**Requirements:**
A. According to the article on classroom design below, what share of the variation in students' academic progress did the design elements in Barrett's study account for?
B. Continue the article on classroom design from its last sentence onward.

**Quoted passage:**
+++
The Science of Classroom Design

Our comprehensive, all-in, research-based look at the design of effective learning spaces.

November 2, 2023

When a team of researchers led by University of Salford professor Peter Barrett analyzed the design of 153 classrooms across 27 elementary schools in the United Kingdom, they went all in and kept it real, taking measurements and making observations of seating arrangements, wall decorations, and often-overlooked ambient factors such as lighting, temperature, acoustics, and air quality—all inside real classrooms. 

Good classrooms should be “designed to make attending school an interesting and pleasurable experience,” the researchers enthused, balancing visual stimulation with comfort and a sense of ownership. Combined, these classroom design elements accounted for 16 percent of the variation in students’ academic progress. 

We tried to take a similar approach, getting beyond the more obvious classroom design factors to survey the science of learning environments more comprehensively. Not everything in this list is within a teacher’s purview—you can’t very well open your walls and let in more sunlight, at least not without a good saw and the district’s permission—but we tried to identify factors that might be addressed within classrooms immediately, or within school or district budgets over a longer term. 

LIGHT

“Lighting is one of the most critical physical characteristics in a learning space,” researchers explain in a 2020 review of 130 studies. Poor lighting not only makes it harder to see materials clearly but also can dampen engagement, especially for students with developmental disabilities. Good lighting, on the other hand, has a significant impact across many dimensions of successful learning, including “attention rates, working speed, productivity, and accuracy, among other reported effects.” 

If you have outside-facing windows, try to allow as much natural sunlight into your room as possible, researchers suggest in a 2021 study. After analyzing over two dozen variables, from lighting type (artificial, sunlight, or a mix) to window size and window shades in 53 European schools, they concluded that lighting is “a strong enabler of performance, which is crucial for child development.” 

There was one notable wrinkle: Too much direct sunlight impaired test scores, the researchers found. You might consider using shades or window decorations to prevent glare from entering the classroom, especially when students are focused on screens or paper for longer periods of time.

VENTILATION AND AIR QUALITY

When three coal-fired power plants closed at about the same time in Chicago, Illinois, the downwind effects in schools were significant. “For the typical elementary school in our sample,” researchers studying the shutdowns reported, there was a 7 percent reduction in student absences, translating “into around 372 fewer absence-days per year.” Students in classrooms with poor air-conditioning saw outsized improvements after the plants closed, indicating that school ventilation and air-purifying systems had been keeping kids healthier and in school more often. Two years later, a study analyzing pollution data from over 10,000 U.S. school districts found a direct link to academic performance, concluding that elevated levels of particulate matter in the air—dust or soot, for instance—lead to reduced test scores.
+++
**Excerpted data:**
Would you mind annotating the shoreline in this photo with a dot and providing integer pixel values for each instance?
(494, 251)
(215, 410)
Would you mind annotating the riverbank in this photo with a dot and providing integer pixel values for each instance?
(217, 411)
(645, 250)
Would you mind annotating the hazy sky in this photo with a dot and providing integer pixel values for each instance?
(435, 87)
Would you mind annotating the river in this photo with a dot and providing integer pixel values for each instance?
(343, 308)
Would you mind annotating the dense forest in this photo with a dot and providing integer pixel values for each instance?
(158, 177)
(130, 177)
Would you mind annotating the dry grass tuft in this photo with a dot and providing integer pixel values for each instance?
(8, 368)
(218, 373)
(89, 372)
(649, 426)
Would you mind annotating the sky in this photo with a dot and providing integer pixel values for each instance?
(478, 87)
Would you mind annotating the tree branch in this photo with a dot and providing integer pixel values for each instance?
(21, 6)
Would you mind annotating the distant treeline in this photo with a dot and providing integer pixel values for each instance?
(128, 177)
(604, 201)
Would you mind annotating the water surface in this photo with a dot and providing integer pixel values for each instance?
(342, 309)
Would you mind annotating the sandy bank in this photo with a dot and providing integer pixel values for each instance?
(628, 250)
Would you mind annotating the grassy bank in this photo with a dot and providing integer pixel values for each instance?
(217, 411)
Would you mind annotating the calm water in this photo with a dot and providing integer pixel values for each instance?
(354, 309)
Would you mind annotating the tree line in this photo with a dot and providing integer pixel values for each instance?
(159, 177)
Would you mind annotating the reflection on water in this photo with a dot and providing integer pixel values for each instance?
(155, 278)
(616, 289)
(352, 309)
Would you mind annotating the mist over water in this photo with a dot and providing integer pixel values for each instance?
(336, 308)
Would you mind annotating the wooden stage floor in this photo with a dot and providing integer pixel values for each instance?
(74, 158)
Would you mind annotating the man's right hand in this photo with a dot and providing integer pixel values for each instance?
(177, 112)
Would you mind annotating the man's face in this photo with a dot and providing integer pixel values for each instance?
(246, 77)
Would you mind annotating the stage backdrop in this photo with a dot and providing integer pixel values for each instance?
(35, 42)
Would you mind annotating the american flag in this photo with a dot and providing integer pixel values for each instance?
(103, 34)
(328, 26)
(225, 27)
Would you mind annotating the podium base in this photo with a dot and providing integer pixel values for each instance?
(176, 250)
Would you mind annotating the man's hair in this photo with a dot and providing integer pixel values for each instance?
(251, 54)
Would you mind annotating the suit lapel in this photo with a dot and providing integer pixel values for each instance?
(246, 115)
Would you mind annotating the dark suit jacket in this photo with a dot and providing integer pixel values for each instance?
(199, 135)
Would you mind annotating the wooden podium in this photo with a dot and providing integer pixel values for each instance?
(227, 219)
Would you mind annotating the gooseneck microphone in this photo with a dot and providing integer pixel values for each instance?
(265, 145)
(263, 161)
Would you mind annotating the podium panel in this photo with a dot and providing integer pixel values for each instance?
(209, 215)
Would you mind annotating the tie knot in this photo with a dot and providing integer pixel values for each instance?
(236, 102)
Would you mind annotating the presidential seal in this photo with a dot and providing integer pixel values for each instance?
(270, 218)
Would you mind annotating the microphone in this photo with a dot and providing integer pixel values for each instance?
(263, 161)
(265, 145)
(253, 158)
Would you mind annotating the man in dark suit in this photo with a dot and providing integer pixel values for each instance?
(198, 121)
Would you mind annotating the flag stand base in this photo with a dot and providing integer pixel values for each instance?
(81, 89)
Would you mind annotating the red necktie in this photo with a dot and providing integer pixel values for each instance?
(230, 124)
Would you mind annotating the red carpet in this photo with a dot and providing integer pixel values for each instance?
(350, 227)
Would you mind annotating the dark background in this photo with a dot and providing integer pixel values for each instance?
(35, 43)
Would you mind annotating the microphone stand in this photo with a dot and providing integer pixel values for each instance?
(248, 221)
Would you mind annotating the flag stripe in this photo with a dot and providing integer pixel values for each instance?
+++
**Answers per task:**
A. 16 percent

B.
Installing air-conditioning, better HVAC systems, or new windows is the responsibility of administrators and district leaders, but there are simpler measures teachers can take. Researchers, for example, found that carbon dioxide, a by-product of human breathing, steadily accumulated in classrooms over the course of the day—readings were often six times higher than the level that a 2015 Harvard study linked to substantial declines in higher-order thinking. 

“If air quality is OK at the start of the class, it won’t be by the end unless you do something,” according to Barrett, whose team recorded the gas levels, when we interviewed him in 2018. The fix is easy enough: “You have to open a window or a door,” he suggested.

COMPLEXITY AND COLOR

There’s a difference between cluttered walls and visually stimulating ones. In a landmark 2015 study that was largely confirmed by two studies we recently reviewed (here and here), researchers found that students are more frequently off task when visual clutter overwhelms “their still-developing and fragile ability to actively maintain task goals and ignore distractions.”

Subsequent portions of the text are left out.